TO BE DONE -> In the items below, copy every line from the one containing "Where can the wristwatch" down to the one containing "<point>101,159</point>", keeping each unchanged.

DATA SECTION ->
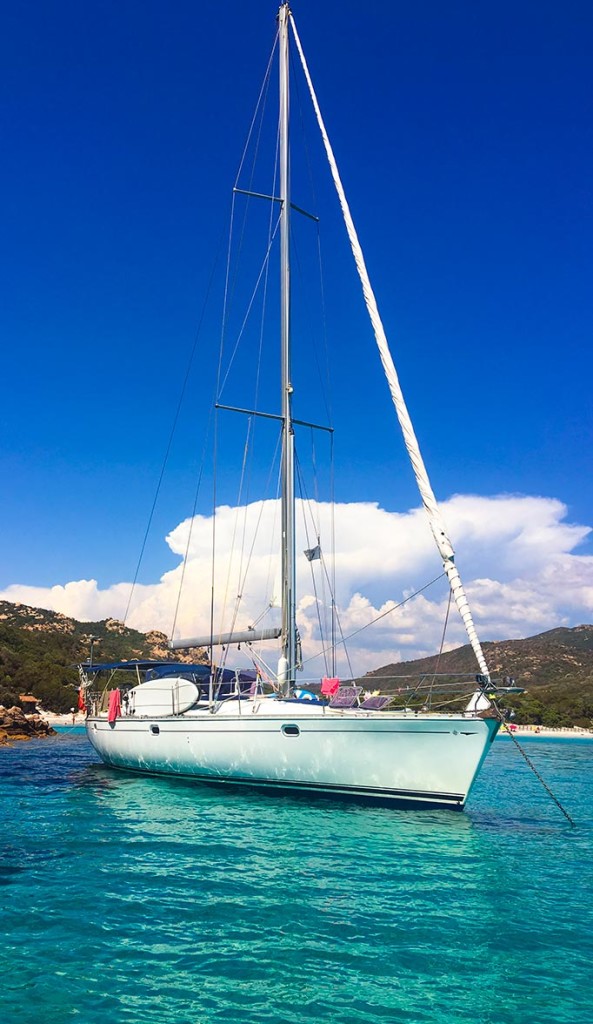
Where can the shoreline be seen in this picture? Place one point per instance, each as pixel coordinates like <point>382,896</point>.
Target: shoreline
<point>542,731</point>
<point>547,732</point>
...
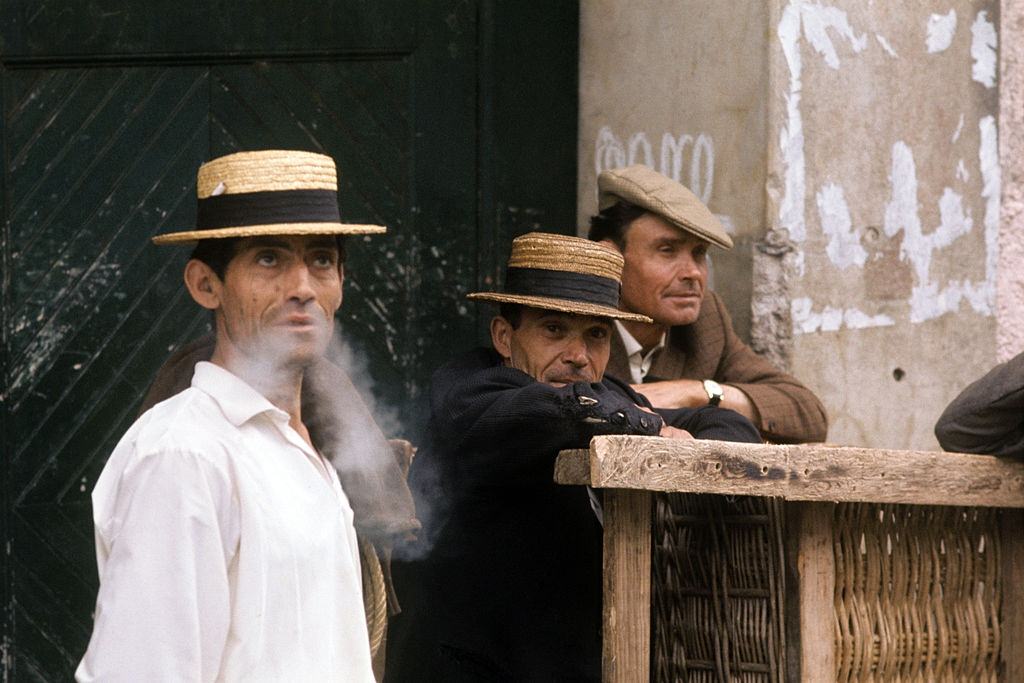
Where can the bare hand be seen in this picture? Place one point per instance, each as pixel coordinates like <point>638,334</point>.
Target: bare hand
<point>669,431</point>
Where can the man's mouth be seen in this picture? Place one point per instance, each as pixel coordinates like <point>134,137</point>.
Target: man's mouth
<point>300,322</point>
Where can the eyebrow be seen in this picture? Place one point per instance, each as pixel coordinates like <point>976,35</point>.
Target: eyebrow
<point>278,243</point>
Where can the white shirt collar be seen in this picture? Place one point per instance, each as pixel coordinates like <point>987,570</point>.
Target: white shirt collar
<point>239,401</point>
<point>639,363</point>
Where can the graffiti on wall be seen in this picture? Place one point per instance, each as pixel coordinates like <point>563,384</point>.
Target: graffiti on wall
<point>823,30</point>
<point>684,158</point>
* * *
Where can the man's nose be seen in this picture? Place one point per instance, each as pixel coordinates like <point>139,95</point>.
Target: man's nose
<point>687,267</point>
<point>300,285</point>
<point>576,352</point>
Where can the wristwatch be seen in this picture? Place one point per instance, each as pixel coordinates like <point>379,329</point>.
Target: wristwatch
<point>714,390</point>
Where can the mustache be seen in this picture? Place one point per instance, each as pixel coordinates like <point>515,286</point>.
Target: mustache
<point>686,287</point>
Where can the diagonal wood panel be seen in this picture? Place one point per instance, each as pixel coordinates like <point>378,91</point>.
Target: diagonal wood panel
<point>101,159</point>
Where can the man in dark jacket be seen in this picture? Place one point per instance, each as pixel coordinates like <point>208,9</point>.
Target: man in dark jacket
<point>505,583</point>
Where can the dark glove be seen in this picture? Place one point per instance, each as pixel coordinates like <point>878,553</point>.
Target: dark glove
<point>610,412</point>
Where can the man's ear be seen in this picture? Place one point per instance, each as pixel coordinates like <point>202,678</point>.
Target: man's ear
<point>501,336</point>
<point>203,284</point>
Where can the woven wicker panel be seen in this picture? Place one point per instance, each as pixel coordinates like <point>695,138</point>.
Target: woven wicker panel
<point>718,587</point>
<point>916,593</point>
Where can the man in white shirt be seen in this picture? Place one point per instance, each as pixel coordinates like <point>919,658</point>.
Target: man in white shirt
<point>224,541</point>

TASK RESPONSE ->
Where can the wristwatch be seen in this picture? Place one point per instance, each as pixel coordinates like <point>379,329</point>.
Target: wristwatch
<point>714,390</point>
Where can the mustache be seen in this picture? Place one point per instance, each as pixel coordinates like <point>515,286</point>.
Target: mustache
<point>686,287</point>
Where can the diagonal wood panel be seen in this picture? Place one point per instance, each as pixel coordinates like <point>378,91</point>.
Target: diagonal wood panel
<point>101,159</point>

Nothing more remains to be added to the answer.